WHAT TO DO —
Copy verbatim the lines of the rows below, from the line containing "# point at: jacket" through the end of the rows.

DATA PROVIDED —
+ + + +
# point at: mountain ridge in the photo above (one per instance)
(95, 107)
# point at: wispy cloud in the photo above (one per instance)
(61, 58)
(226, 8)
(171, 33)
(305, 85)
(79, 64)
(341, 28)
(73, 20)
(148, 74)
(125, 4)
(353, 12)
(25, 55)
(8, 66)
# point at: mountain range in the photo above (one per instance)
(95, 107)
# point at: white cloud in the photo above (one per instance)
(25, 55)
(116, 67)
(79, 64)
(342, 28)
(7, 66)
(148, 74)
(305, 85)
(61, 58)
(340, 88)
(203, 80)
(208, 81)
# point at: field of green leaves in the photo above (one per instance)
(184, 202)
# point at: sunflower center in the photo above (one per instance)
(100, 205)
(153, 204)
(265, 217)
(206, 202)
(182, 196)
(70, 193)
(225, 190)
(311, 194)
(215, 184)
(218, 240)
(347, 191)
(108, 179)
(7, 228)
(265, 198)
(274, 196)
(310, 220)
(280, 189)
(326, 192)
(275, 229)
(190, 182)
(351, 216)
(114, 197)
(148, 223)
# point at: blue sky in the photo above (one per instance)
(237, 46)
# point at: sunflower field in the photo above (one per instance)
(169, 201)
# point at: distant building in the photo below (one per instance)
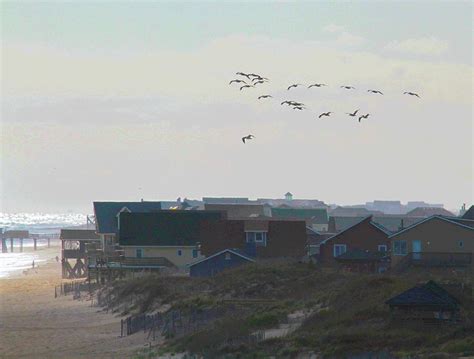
(429, 211)
(434, 241)
(265, 238)
(469, 214)
(428, 302)
(225, 200)
(173, 235)
(316, 218)
(107, 219)
(239, 211)
(364, 236)
(216, 263)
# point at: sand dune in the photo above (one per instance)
(33, 324)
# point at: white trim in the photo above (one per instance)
(219, 253)
(339, 245)
(134, 246)
(428, 219)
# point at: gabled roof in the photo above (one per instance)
(78, 234)
(469, 213)
(164, 228)
(427, 295)
(429, 211)
(367, 219)
(106, 213)
(233, 251)
(319, 215)
(446, 219)
(361, 255)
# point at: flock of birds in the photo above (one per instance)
(253, 80)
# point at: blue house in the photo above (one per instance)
(227, 258)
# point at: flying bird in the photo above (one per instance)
(411, 94)
(248, 137)
(353, 113)
(246, 86)
(243, 74)
(237, 81)
(375, 91)
(294, 85)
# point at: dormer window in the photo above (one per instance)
(124, 209)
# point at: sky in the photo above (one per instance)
(127, 100)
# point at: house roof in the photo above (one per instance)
(164, 228)
(233, 251)
(368, 220)
(319, 215)
(15, 234)
(469, 213)
(78, 234)
(237, 210)
(106, 213)
(446, 219)
(360, 255)
(429, 294)
(429, 211)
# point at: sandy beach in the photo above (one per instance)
(34, 324)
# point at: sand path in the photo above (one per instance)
(33, 324)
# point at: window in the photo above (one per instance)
(259, 238)
(400, 248)
(339, 249)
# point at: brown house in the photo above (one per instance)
(260, 238)
(435, 241)
(363, 237)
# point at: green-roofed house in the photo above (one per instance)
(173, 236)
(316, 218)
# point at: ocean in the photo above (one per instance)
(41, 224)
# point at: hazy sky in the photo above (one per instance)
(122, 101)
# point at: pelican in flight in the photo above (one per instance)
(411, 94)
(353, 113)
(375, 91)
(294, 85)
(246, 86)
(248, 137)
(237, 82)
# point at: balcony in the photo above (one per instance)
(439, 259)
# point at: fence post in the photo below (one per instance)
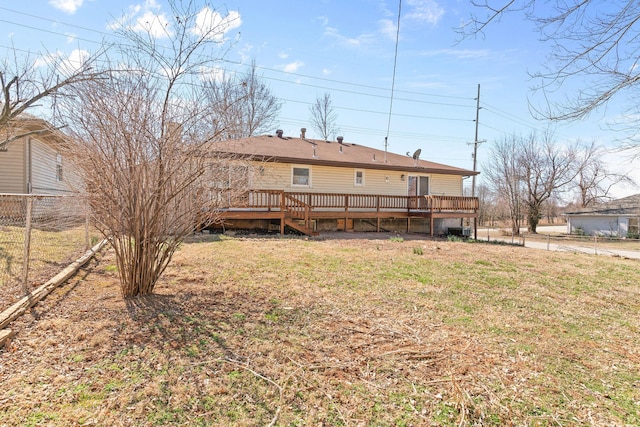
(27, 246)
(86, 231)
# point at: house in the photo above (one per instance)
(315, 185)
(33, 164)
(617, 218)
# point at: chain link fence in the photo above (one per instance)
(39, 236)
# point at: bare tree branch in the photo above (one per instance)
(323, 117)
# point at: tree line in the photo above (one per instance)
(526, 177)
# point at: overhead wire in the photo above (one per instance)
(393, 77)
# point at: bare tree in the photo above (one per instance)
(323, 117)
(592, 44)
(594, 180)
(546, 169)
(527, 173)
(502, 174)
(143, 144)
(245, 104)
(26, 84)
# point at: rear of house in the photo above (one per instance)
(34, 164)
(344, 186)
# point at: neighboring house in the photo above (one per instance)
(34, 164)
(315, 185)
(617, 218)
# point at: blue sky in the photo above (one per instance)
(347, 48)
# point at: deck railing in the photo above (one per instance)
(275, 200)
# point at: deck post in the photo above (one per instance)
(346, 212)
(282, 213)
(377, 214)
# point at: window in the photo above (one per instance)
(59, 167)
(418, 186)
(301, 176)
(633, 232)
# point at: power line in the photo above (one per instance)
(236, 62)
(393, 77)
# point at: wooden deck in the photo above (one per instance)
(299, 209)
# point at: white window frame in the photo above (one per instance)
(59, 169)
(417, 177)
(293, 168)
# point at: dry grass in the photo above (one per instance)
(50, 252)
(336, 332)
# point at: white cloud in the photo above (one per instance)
(67, 6)
(360, 40)
(146, 17)
(46, 60)
(424, 11)
(292, 67)
(213, 25)
(74, 61)
(212, 74)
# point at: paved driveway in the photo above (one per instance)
(593, 248)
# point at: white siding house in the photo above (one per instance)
(34, 164)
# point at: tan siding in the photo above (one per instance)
(327, 179)
(12, 173)
(43, 175)
(447, 185)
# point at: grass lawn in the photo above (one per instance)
(358, 332)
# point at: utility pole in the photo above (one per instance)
(475, 145)
(476, 142)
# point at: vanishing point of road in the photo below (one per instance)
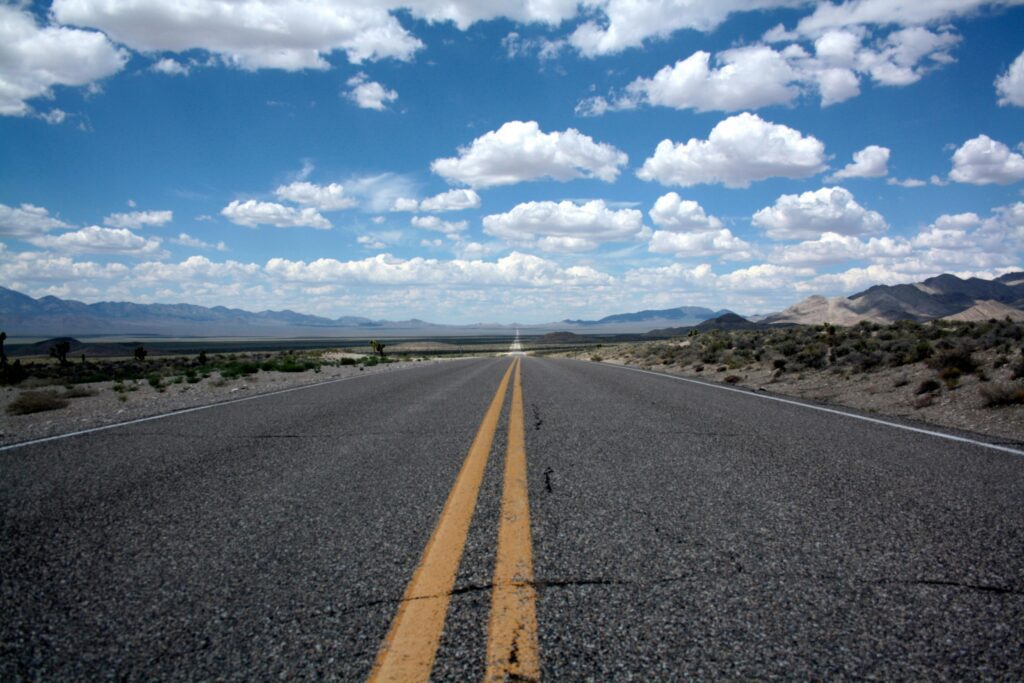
(512, 518)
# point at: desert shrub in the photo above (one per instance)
(78, 392)
(958, 357)
(1018, 371)
(36, 401)
(1001, 393)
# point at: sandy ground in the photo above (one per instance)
(887, 392)
(139, 399)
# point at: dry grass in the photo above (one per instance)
(36, 401)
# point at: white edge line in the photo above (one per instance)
(183, 411)
(748, 392)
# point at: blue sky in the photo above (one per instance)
(506, 162)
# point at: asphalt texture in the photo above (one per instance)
(679, 531)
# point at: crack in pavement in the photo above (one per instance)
(542, 584)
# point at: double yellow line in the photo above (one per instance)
(408, 651)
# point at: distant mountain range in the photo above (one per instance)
(941, 297)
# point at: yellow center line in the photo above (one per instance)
(512, 647)
(408, 651)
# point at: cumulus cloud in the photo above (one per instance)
(1010, 86)
(809, 215)
(369, 94)
(250, 34)
(674, 213)
(757, 76)
(169, 67)
(687, 231)
(253, 213)
(745, 78)
(871, 162)
(33, 59)
(691, 245)
(630, 23)
(435, 223)
(565, 226)
(739, 151)
(906, 182)
(138, 219)
(982, 161)
(836, 248)
(881, 12)
(27, 220)
(186, 240)
(100, 241)
(324, 198)
(520, 151)
(516, 269)
(453, 200)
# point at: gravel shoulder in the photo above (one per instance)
(138, 399)
(887, 392)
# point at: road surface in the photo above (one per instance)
(522, 516)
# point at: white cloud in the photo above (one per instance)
(906, 182)
(519, 151)
(1010, 86)
(250, 34)
(881, 12)
(253, 213)
(54, 117)
(835, 248)
(324, 198)
(136, 219)
(709, 243)
(516, 269)
(34, 59)
(453, 200)
(674, 213)
(739, 150)
(100, 241)
(871, 162)
(811, 214)
(747, 78)
(27, 220)
(186, 240)
(369, 94)
(757, 76)
(435, 223)
(44, 267)
(630, 23)
(982, 161)
(565, 226)
(169, 67)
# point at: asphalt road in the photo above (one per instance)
(677, 530)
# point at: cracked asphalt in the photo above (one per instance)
(679, 531)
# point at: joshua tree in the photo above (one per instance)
(59, 351)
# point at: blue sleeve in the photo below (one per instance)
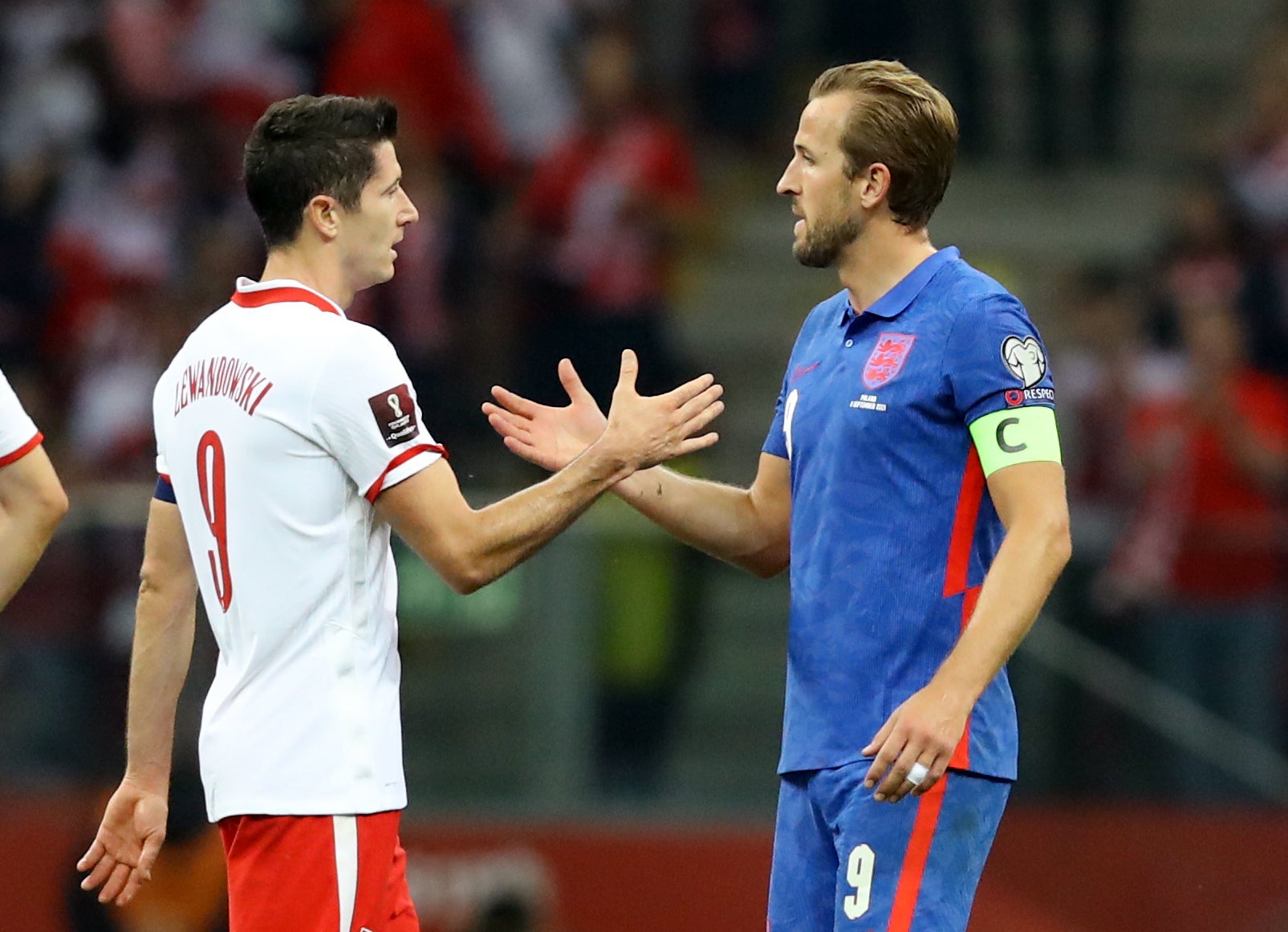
(164, 490)
(996, 359)
(776, 442)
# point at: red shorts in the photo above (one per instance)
(317, 874)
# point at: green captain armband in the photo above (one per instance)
(1018, 434)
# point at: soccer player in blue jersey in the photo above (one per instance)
(912, 482)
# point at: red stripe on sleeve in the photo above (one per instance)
(22, 450)
(961, 753)
(915, 859)
(964, 525)
(397, 462)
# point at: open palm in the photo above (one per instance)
(120, 860)
(544, 434)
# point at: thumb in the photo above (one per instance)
(151, 849)
(630, 370)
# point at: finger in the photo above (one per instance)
(574, 385)
(115, 883)
(514, 402)
(701, 401)
(896, 783)
(526, 451)
(630, 370)
(509, 425)
(100, 872)
(151, 849)
(691, 389)
(132, 885)
(936, 775)
(696, 444)
(885, 759)
(873, 745)
(91, 857)
(702, 418)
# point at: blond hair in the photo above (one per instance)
(902, 121)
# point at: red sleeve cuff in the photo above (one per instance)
(22, 450)
(397, 462)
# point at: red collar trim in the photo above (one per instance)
(277, 295)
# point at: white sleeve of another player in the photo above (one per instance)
(366, 415)
(18, 433)
(161, 417)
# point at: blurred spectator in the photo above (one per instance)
(736, 68)
(606, 214)
(406, 49)
(521, 49)
(1256, 169)
(1203, 559)
(1051, 134)
(456, 165)
(509, 914)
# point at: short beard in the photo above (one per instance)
(825, 242)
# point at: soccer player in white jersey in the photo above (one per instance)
(31, 498)
(289, 441)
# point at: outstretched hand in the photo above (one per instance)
(644, 429)
(120, 860)
(551, 438)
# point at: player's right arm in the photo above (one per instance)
(31, 498)
(120, 860)
(747, 527)
(32, 502)
(472, 547)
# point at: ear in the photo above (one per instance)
(872, 185)
(323, 215)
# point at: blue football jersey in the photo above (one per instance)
(893, 527)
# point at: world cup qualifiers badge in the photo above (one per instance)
(1026, 360)
(396, 414)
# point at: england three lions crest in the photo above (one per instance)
(888, 357)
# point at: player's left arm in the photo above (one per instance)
(926, 729)
(120, 860)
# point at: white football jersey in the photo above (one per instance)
(277, 425)
(18, 434)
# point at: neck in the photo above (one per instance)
(883, 255)
(319, 272)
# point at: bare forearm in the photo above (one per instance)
(720, 519)
(23, 536)
(511, 530)
(163, 650)
(1018, 584)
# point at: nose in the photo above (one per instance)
(787, 183)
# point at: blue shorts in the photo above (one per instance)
(845, 863)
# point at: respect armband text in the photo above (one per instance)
(1018, 434)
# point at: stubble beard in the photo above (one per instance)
(825, 240)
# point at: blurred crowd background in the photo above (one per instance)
(594, 174)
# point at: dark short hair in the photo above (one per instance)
(903, 121)
(310, 146)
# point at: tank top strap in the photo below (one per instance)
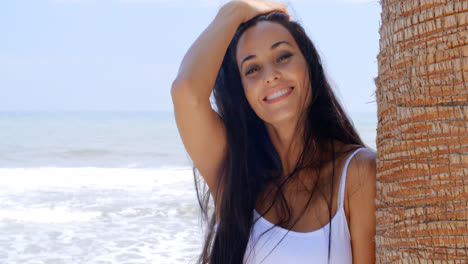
(343, 178)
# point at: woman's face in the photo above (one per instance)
(274, 72)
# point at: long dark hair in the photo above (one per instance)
(252, 163)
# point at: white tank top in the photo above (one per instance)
(302, 247)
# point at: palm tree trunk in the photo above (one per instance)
(422, 135)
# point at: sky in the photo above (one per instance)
(122, 55)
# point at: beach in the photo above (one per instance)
(100, 188)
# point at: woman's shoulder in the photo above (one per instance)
(361, 170)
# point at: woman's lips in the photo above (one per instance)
(280, 97)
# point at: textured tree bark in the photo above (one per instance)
(422, 136)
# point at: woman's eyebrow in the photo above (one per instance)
(271, 48)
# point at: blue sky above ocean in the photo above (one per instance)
(110, 55)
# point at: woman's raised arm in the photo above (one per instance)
(201, 129)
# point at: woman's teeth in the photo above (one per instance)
(278, 94)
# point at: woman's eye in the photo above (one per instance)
(284, 56)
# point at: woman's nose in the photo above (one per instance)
(271, 75)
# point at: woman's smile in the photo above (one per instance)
(274, 97)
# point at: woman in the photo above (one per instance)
(277, 156)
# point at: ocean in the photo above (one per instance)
(101, 188)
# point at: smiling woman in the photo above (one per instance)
(277, 156)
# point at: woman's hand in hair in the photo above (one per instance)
(252, 8)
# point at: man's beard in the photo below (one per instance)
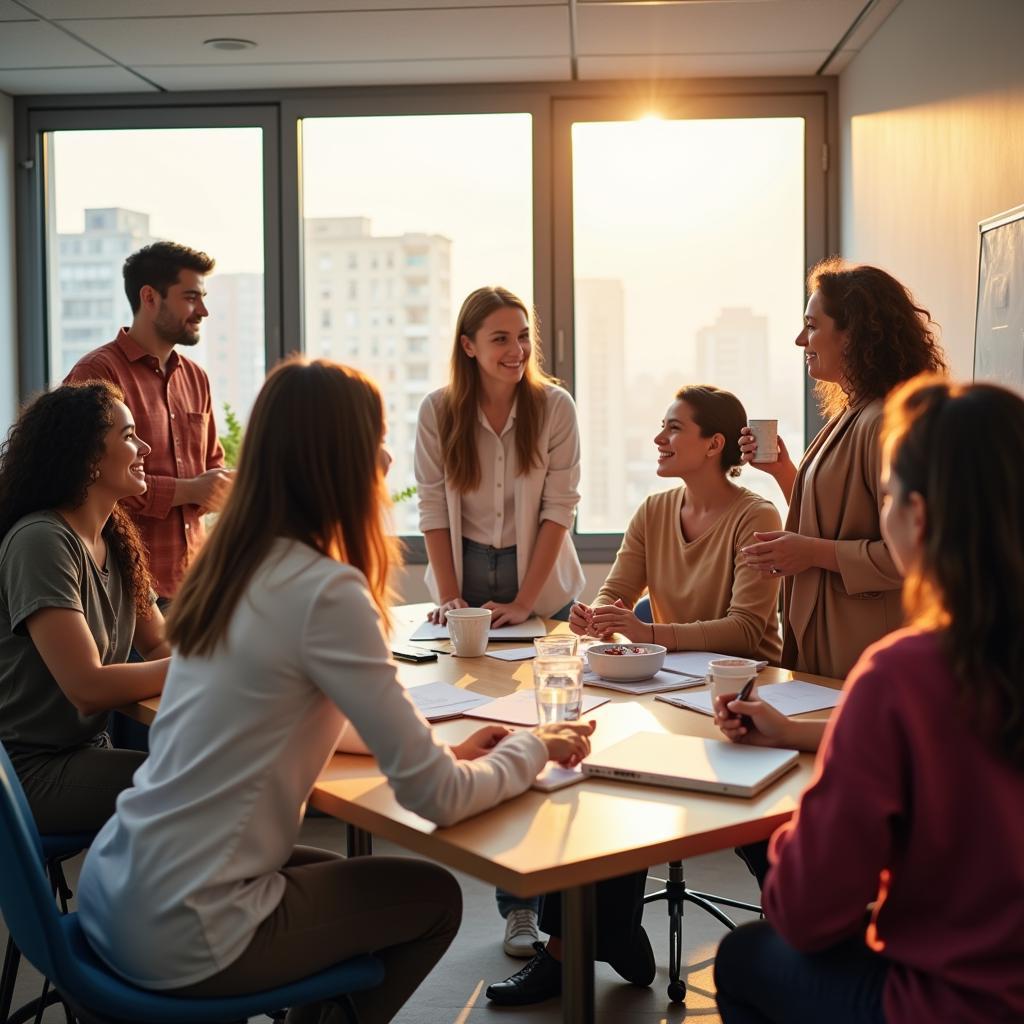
(173, 333)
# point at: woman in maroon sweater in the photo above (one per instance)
(896, 893)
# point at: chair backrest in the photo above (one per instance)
(26, 900)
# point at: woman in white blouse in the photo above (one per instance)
(498, 475)
(280, 653)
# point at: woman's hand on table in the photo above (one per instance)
(780, 553)
(761, 726)
(480, 742)
(507, 614)
(609, 619)
(438, 615)
(567, 742)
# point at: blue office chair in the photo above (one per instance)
(57, 947)
(676, 893)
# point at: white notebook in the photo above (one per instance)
(691, 763)
(524, 631)
(794, 697)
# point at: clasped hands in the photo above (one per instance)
(567, 742)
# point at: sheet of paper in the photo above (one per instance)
(660, 682)
(694, 663)
(524, 631)
(556, 777)
(439, 700)
(512, 654)
(794, 697)
(520, 708)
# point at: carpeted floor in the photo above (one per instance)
(454, 992)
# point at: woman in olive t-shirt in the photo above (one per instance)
(75, 597)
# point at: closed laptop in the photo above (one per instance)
(691, 763)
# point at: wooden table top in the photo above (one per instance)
(542, 842)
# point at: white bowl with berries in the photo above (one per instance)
(626, 663)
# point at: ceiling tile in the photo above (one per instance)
(36, 44)
(359, 73)
(713, 28)
(182, 8)
(52, 80)
(700, 65)
(301, 38)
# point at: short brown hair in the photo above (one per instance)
(717, 412)
(159, 266)
(890, 336)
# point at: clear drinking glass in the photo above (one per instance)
(554, 644)
(558, 682)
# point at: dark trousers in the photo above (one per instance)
(763, 980)
(619, 913)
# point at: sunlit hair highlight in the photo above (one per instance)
(890, 336)
(462, 398)
(309, 470)
(960, 446)
(47, 464)
(717, 412)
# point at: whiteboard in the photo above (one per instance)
(998, 335)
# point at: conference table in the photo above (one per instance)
(564, 841)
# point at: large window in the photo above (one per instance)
(688, 242)
(402, 217)
(116, 190)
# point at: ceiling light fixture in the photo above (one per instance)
(229, 44)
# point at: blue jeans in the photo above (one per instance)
(763, 980)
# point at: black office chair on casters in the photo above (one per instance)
(676, 894)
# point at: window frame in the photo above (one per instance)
(280, 114)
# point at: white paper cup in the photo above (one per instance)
(468, 629)
(730, 675)
(556, 643)
(766, 434)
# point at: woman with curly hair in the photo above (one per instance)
(863, 334)
(75, 597)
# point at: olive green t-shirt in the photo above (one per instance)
(44, 564)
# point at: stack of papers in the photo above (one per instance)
(520, 708)
(437, 701)
(524, 631)
(795, 697)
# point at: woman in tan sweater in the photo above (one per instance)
(684, 546)
(863, 334)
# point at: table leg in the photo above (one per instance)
(578, 954)
(359, 843)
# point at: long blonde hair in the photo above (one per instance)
(309, 470)
(462, 397)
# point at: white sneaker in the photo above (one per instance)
(521, 933)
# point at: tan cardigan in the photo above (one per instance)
(830, 617)
(697, 586)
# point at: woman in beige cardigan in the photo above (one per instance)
(863, 334)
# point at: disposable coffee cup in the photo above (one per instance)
(730, 675)
(468, 629)
(766, 434)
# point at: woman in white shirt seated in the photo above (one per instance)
(196, 885)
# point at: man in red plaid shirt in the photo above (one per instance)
(169, 395)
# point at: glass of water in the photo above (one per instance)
(558, 682)
(556, 644)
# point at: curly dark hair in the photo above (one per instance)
(38, 475)
(891, 337)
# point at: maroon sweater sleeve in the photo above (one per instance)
(828, 858)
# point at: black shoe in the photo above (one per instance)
(636, 962)
(539, 980)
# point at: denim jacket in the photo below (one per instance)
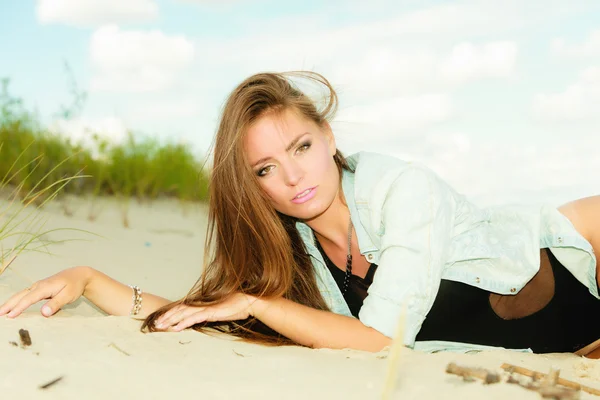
(418, 230)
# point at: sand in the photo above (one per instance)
(102, 357)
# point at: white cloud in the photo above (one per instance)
(82, 130)
(589, 48)
(468, 61)
(137, 61)
(579, 101)
(397, 117)
(91, 13)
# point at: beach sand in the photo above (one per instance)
(102, 357)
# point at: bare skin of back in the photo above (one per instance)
(584, 214)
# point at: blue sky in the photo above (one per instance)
(502, 99)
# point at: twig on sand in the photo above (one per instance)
(5, 264)
(544, 377)
(51, 383)
(394, 357)
(25, 337)
(114, 346)
(547, 390)
(469, 374)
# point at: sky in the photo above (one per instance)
(499, 98)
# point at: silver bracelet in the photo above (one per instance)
(136, 298)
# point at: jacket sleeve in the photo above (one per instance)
(417, 219)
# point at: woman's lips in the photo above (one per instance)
(305, 197)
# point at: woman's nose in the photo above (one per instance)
+ + + +
RESULT OF THE TASK —
# point at: jacket sleeve in the photo above (one per instance)
(417, 219)
# point at: woman's lips in the photo above (one per instance)
(305, 197)
# point at: woman's nose in the photo above (one per instance)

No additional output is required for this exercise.